• List of tasks
**a)** Answer these questions using the North Dakota nursing text:
(i) What share of the current nursing workforce in North Dakota is made up of APNs?
(ii) What is the average annual salary for an RN in North Dakota?
(iii) How many qualified students had to be refused entry in colleges and universities?
**b)** Reproduce the passage of the North Dakota nursing text starting with "Next, there is" and going on through "in this process.", word for word.

• Document extract
━━━━━━

Top North Dakota Nursing Schools, Colleges & Degree Programs
The U.S. Bureau of Labor Statistics has warned of a looming nationwide nursing shortage. Indeed, the projected growth in the sector is 19%, without taking into consideration how many of the current workforce will be leaving. As a result, the North Dakota Board of Nursing commissioned a report to better understand the issues that are faced in the state, and how these can best be addressed.
From this report, it was demonstrated that it is most difficult to recruit Advanced Practice Nurses (APNs). APN positions in rural areas are the hardest to fill of all. There are 56 medically underserved areas in North Dakota, affecting 34.56% of the population, so this is a significant issue. This is particularly true considering just 7.5% of the current nursing workforce is an APN.
The second issue is around salary, as these are not consistent with education. Indeed, registered nurses (RNs) with an associate’s degree often earned more than those with a bachelor’s degree. The best salaries are enjoyed in the urban areas, and the worst in the northwest of the state. The average annual salary for an RN in North Dakota currently stands at $59,000, below the national average.
Next, there is the problem with staff. Demand for Licensed Practical Nurses (LPNs) is 6%, which is an improvement on past statistics. For RNs, the rate is 4%, which is again decreasing. The turnover rate for LPNs is also improving, down to 22%. However, it is increasing for RNs, having gone up to 30%.
One particular initiative that sets North Dakota apart from other states, however, is that they allow nurses to take part in the decision making process. More and more facilities, including nursing homes, hospitals, assisted living facilities and HSCs are reporting that nurses are heavily involved in decision making. Those with the highest levels of education are also the most involved in this process.
There is a strong focus on increasing the number of Nurse Educators in the state as well. There are just four schools that are registered with the American Association of Colleges of Nursing and they are significantly understaffed, with much of their workforce approaching or having surpassed retirement age. As a result, despite strong demand for nurses, some 422 qualified students had to be refused entry in colleges and universities. This is a particular problem that must be addressed if North Dakota is serious about counteracting its nursing shortage.

━━━━━━

• Recorded data
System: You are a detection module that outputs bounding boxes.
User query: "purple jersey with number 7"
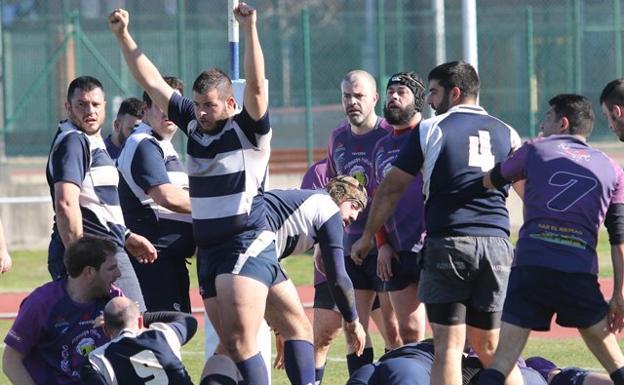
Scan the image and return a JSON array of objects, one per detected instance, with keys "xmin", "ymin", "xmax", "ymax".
[{"xmin": 501, "ymin": 135, "xmax": 624, "ymax": 274}]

━━━━━━

• Solved tasks
**a)**
(i) 7.5%
(ii) $59,000
(iii) 422

**b)**
Next, there is the problem with staff. Demand for Licensed Practical Nurses (LPNs) is 6%, which is an improvement on past statistics. For RNs, the rate is 4%, which is again decreasing. The turnover rate for LPNs is also improving, down to 22%. However, it is increasing for RNs, having gone up to 30%.
One particular initiative that sets North Dakota apart from other states, however, is that they allow nurses to take part in the decision making process. More and more facilities, including nursing homes, hospitals, assisted living facilities and HSCs are reporting that nurses are heavily involved in decision making. Those with the highest levels of education are also the most involved in this process.